**Texto seleccionado:**
________

Por José Almeida (*)
Doctor en Medicina y Cirugía y licenciado en Bellas Artes
Se estima por los expertos que durante la Edad del Hierro I, en torno a los siglos VIII-VII a. C., es cuando tiene lugar el asentamiento del primer poblado prehistórico y, por consiguiente, el germen de la ciudad de Salamanca. Nombre derivado de Salmántica (muy posiblemente un hidrónimo), una de las ciudades más antiguas de nombre conocido.
Se da por supuesto que los primeros pobladores de Salamanca llegan al Cerro de San Vicente hace más de dos milenios y medio. Una terraza natural cortada por el río Tormes que constituye el más occidental y también el que ofrece las mejores condiciones estratégicas para el emplazamiento humano, de los tres que dominan el vado del río a su paso por la ciudad, modelados por el efecto erosivo de dos arroyos transversales: el de Los Milagros y el de Santo Domingo. Esos tres cerros, que conforman el solar de la ciudad histórica, son: el de San Vicente, el de San Isidro o de las catedrales y el de San Cristóbal. Quizás por eso, y por los tesoros monumentales que encierra, sea conocida también Salamanca como Roma la Chica.
Sobre este mismo cerro, tras más de diez siglos de abandonarlo el poblado primigenio, se construyó el Monasterio Benedictino de San Vicente, que curiosamente fue también el primer convento histórico de la ciudad. Su origen es muy confuso, pues mientras algunos lo señalan anterior a la invasión árabe, para otros su fundación vendría a coincidir con los primeros intentos de la repoblación de Salamanca por Ramiro II.
El primer dato histórico fidedigno al respecto hace referencia a Alfonso VII, quien, tras restaurarlo, decide en 1147 entregarlo a la abadía de Cluny.
Sabemos también por un documento de Alfonso IX, fechado en el año 1222, que los monjes jugaron un papel importante en la repoblación definitiva de la ciudad por Raimundo de Borgoña. En 1504, los Reyes Católicos lo fundan como colegio universitario vinculado al Estudio salmantino, desligándolo de la orden cluniacense.

________

**Datos de origen:**
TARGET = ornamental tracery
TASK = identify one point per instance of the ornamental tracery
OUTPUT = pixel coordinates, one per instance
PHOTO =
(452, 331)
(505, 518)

________

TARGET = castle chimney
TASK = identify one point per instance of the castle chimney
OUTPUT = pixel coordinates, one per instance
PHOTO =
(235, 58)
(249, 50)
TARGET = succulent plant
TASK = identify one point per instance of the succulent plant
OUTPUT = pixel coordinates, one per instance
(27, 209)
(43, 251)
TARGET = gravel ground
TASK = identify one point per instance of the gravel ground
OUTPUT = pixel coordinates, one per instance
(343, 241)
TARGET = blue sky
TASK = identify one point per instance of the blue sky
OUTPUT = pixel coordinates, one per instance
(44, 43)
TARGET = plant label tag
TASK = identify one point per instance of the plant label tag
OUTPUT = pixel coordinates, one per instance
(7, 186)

________

**Tareas:**
1 - Traduce al inglés esta oración del texto sobre los orígenes de Salamanca: «Esos tres cerros, que conforman el solar de la ciudad histórica, son: el de San Vicente, el de San Isidro o de las catedrales y el de San Cristóbal.»
2 - Según el texto sobre los orígenes de Salamanca, ¿en qué año fundaron los Reyes Católicos el monasterio como colegio universitario?
3 - Reproduce del texto sobre los orígenes de Salamanca el fragmento que comienza con «Sobre este mismo» y llega hasta «abadía de Cluny.», sin cambiar nada.

**Respuestas por número:**
1 - Those three hills, which make up the site of the historic city, are: the hill of San Vicente, the hill of San Isidro or of the cathedrals, and the hill of San Cristóbal.

2 - En 1504.

3 -
Sobre este mismo cerro, tras más de diez siglos de abandonarlo el poblado primigenio, se construyó el Monasterio Benedictino de San Vicente, que curiosamente fue también el primer convento histórico de la ciudad. Su origen es muy confuso, pues mientras algunos lo señalan anterior a la invasión árabe, para otros su fundación vendría a coincidir con los primeros intentos de la repoblación de Salamanca por Ramiro II.
El primer dato histórico fidedigno al respecto hace referencia a Alfonso VII, quien, tras restaurarlo, decide en 1147 entregarlo a la abadía de Cluny.